Passage provided =>
Aztec remembers my scent and I can enter the work with very little in the way of a join up these days. Aztec is old and I’m told that he sadly won’t live much longer. The irony is he can’t eat as his teeth have so deteriorated. I feel warm inside, when I think that I have contributed to a better life for this creature. Furthermore with something so free, wild and unexpected as dance. I do hope he dances in heaven. I know he has been here to help me heal in ways that humans simply couldn’t.

The horses on the farm where I engage in E-ANT are mostly rescued horses that are being supported to heal and recover in this work with humans.

 

 

 

 

I’m closer every day to being Fiona as I believe I was created to be. The fact that I am sitting here writing in the company of my 18-month-old boy, am married to an incredible husband and soul mate and will get up and practice some dancing soon, as I do on most days, is a testament that I have not and will not let Anorexia Nervosa (AN) take my life.

I am based on the beautiful Sunshine Coast in Queensland, Australia, having relocated here almost five years ago. This relocation was propelled by a moment when Anorexia became particularly life-threatening and I had to surrender to my first hospital admission. During three long months of bed rest and subsequent months of day treatment, I recognised that (a) standard medical intervention is useful for crisis points but not long term treatment for longstanding AN (b) if AN persisted I would continue to need this intervention especially as I had developed Crohn’s and Fibromyalgia (c) recovery living alone and away from family felt insurmountable (d) there was still a deep-seated yearning within me to experience life without AN and an even deeper trust that one day, I would.

Exercises =>
1. List every medical condition named in the passage about recovery from anorexia.
2. Write out the part of the passage about recovery from anorexia starting at "I’m closer every" and ending at "take my life.".

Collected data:
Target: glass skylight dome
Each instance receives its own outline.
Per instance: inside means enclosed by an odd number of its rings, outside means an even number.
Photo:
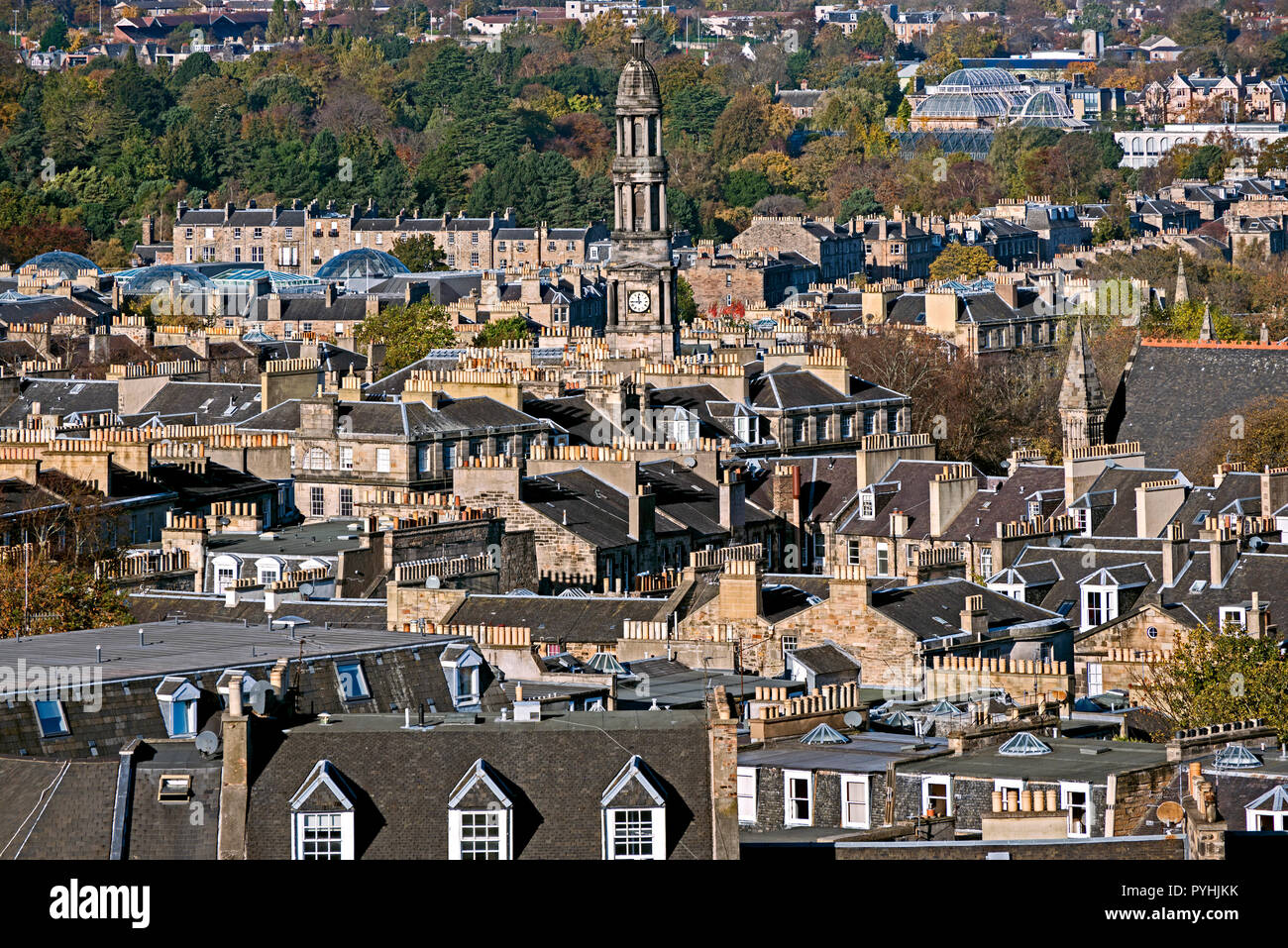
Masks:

--

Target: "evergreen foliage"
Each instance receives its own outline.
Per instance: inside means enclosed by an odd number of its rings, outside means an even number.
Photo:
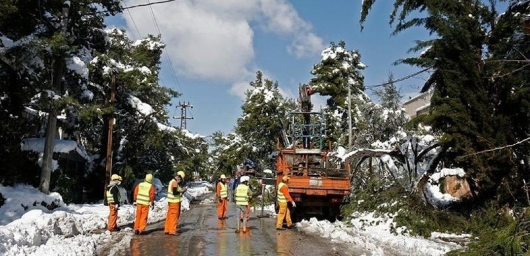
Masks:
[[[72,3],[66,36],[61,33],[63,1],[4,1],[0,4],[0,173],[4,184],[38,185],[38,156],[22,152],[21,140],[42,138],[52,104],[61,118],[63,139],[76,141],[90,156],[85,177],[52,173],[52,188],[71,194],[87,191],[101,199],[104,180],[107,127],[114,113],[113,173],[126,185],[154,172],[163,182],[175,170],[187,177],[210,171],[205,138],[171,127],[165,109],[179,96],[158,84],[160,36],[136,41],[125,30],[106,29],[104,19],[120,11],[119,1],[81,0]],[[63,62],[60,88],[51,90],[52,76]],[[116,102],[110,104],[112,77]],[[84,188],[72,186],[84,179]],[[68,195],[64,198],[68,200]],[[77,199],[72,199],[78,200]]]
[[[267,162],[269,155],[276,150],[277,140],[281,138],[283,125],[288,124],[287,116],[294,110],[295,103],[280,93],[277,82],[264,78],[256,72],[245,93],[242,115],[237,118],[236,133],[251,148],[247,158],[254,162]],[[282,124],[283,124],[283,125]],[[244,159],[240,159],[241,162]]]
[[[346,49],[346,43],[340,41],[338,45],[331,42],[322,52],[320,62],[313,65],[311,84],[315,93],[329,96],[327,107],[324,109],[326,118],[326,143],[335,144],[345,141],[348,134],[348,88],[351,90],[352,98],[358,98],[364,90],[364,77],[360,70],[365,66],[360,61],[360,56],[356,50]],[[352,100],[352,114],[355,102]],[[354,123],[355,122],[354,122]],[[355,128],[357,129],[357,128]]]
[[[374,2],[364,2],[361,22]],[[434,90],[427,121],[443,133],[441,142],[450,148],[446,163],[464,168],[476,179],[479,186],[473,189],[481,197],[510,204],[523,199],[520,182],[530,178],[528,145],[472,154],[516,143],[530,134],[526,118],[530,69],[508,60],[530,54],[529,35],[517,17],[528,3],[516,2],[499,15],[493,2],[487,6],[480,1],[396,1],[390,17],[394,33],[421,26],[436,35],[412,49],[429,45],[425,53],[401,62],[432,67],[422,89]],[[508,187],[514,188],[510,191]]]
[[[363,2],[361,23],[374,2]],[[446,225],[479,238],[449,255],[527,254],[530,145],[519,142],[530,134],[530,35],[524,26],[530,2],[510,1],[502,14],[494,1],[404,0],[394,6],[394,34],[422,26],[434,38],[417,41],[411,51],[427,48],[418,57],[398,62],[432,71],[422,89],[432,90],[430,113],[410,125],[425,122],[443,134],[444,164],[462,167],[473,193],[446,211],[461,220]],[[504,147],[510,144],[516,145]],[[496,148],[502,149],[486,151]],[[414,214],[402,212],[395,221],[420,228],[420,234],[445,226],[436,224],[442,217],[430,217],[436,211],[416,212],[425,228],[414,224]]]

Solutions for each task =>
1.
Anorexia Nervosa (AN)
Crohn's
Fibromyalgia

2.
I’m closer every day to being Fiona as I believe I was created to be. The fact that I am sitting here writing in the company of my 18-month-old boy, am married to an incredible husband and soul mate and will get up and practice some dancing soon, as I do on most days, is a testament that I have not and will not let Anorexia Nervosa (AN) take my life.